*Exercise objective*.
Reproduce every item below word for word, omitting the pictures.

*Dataset records*.
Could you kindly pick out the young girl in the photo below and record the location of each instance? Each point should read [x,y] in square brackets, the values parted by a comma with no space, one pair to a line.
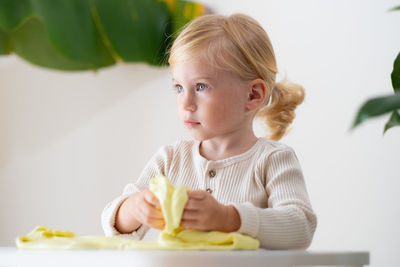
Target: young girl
[224,71]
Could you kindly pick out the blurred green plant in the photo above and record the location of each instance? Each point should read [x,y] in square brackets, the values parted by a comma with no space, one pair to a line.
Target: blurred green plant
[384,104]
[75,35]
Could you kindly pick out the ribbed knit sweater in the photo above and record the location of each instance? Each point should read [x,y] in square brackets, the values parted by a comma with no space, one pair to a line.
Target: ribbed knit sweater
[265,184]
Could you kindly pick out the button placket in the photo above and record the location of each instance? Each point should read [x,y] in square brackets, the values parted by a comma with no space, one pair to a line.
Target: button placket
[212,173]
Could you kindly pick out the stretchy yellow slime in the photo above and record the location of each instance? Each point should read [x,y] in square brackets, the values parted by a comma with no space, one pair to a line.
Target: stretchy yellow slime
[172,202]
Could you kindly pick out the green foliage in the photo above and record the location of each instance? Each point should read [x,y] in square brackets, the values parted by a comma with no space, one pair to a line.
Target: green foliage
[90,34]
[381,105]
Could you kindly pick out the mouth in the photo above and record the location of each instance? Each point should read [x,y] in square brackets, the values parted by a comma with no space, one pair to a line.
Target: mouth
[189,123]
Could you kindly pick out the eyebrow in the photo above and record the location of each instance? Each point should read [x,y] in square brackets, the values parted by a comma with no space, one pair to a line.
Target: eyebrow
[198,78]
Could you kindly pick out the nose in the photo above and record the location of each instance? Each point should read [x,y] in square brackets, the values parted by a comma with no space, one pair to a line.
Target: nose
[188,102]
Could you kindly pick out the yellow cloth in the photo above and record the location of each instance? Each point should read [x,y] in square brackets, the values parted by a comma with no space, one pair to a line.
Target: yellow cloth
[172,202]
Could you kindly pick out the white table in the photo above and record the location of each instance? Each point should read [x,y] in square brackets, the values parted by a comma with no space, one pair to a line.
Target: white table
[11,257]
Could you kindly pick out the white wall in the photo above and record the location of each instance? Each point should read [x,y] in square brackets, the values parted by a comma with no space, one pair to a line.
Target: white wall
[69,142]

*Exercise output*.
Could you kindly pick out the young girl in the photo below and record the location of each instance? Each point should read [x,y] in square brackets, the values parted by a comma with no space, one pair to a line.
Target: young girl
[224,71]
Could you kindly pick out the blurred green plant in the photo above and record the location of each instance? Each point should read [x,y] in square brackets, the values parted by a comma with no space, one pair to a line.
Target: blurred green plant
[384,104]
[75,35]
Could you kindly pick out the ribbed knit sweater in the photo above and record the location of each instance? Each point should read [x,y] in square brackets, the values parted by a comma with no space, one pair to a line.
Target: ribbed knit sweater
[265,184]
Could you kindly pick out the button placket in the photo above and record the location of each instance? Each point should read [x,y] in square brackets, the values parted by a comma with no space, one pair to a line.
Target: button placket
[212,173]
Could you kindly pick out the stretchy yellow slime in the photo above and record the location of each instance? Each point should read [x,y] in square brackets, the values parted by a comma with no space, one pair to a line.
Target: stretchy yellow slime
[172,202]
Could you kindly pick out the green foliage in the photo above and record the location of each instance? Each point should read [x,y] in square brackets, the values parted by a comma with no space, one pair to a line.
Target: green foliage
[90,34]
[381,105]
Could you kindly pick out the mouth in the photo above and record the location of each instance? Each point should read [x,y] in square brackets, the values parted by a comma with no space, one pair to a line.
Target: mouth
[189,123]
Could you kindly pick out the eyebrow in the photo above and record the location of each instance? Each point should read [x,y] in square brackets, the values parted by a comma with no space, one pair to a line.
Target: eyebrow
[198,78]
Could you kindly pick out the nose in the photo above and record the location of each instance? Each point should read [x,y] in square brackets, the values parted by a comma with no space, one pair to a line.
Target: nose
[188,102]
Could you kindly pick out the yellow cloth in the photo above and record the location of each instance? Each point should read [x,y] in square brackets, the values parted by a comma with no space, one pair to a line.
Target: yellow cloth
[172,202]
Could you kindly pick out the white table in the photo above and record the location of each instance? Each point should read [x,y] in square brackets, the values parted by a comma with no space, one pair to a line.
Target: white table
[11,257]
Could you kindly pick out the white wall in the photo above and record the location of each instance? Each point should read [x,y] in square brackets, the values parted by a comma with no space, one pair to a line.
Target: white wall
[69,142]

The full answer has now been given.